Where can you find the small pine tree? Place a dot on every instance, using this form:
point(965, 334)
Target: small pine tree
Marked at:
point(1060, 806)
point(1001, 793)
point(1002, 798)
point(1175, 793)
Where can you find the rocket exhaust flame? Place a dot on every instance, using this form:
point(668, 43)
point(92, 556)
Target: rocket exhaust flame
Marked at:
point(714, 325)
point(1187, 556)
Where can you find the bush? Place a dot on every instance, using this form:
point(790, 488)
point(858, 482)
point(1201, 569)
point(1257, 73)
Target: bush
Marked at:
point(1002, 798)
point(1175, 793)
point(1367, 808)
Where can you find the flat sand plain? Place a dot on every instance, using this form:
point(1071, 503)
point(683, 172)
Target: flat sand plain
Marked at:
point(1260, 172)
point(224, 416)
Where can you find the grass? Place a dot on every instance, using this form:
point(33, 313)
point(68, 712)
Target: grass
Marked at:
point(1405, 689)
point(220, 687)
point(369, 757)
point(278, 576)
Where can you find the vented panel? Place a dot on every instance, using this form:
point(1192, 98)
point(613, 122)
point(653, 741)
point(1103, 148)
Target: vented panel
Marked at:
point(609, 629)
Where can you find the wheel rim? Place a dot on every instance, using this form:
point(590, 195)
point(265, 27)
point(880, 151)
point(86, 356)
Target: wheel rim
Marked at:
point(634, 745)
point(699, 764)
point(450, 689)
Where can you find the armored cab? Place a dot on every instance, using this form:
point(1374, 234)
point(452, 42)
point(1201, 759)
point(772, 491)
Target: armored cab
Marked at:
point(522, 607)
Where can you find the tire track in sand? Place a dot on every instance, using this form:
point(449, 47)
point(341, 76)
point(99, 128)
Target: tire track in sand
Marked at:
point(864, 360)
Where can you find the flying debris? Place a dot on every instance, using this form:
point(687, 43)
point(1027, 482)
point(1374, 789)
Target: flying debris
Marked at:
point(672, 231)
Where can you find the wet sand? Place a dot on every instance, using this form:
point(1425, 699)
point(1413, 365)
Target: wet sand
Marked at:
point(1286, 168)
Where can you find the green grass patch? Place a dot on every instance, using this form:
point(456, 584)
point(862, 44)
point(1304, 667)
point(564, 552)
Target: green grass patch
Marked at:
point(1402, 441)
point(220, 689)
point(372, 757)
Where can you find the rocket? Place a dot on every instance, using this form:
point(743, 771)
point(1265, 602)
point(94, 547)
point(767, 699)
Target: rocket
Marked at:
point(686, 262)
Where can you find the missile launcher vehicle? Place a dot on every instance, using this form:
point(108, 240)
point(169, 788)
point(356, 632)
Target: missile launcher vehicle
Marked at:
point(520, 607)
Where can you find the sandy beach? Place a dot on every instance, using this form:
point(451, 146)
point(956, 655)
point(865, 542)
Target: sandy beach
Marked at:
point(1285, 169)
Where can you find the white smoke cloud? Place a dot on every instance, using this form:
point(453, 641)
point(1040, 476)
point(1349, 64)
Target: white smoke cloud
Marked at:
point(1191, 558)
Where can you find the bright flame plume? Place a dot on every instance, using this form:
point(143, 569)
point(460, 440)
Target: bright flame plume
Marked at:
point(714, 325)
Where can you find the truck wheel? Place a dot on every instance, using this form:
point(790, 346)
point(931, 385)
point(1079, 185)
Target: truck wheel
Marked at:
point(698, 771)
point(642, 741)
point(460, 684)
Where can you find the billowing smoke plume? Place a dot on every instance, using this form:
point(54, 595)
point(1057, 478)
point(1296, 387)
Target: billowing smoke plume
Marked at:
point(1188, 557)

- _Given request_:
Print the lines of the records verbatim, beginning at the line that contains "Where can you find the white" and stopping after the line that contains "point(460, 684)".

- _Answer to the exercise_:
Where can you find the white smoke cloud? Place a dot on every instance, using this form:
point(453, 641)
point(1040, 476)
point(1349, 64)
Target: white smoke cloud
Marked at:
point(1191, 558)
Where can you find the bright flame plume? Place a dot on every instance, using this form:
point(143, 569)
point(460, 440)
Target: bright flame plume
Marked at:
point(714, 325)
Where can you find the truck wheel? Place a dot on every instance, using this form:
point(790, 346)
point(931, 385)
point(1079, 185)
Target: truck wheel
Marked at:
point(698, 771)
point(642, 741)
point(460, 684)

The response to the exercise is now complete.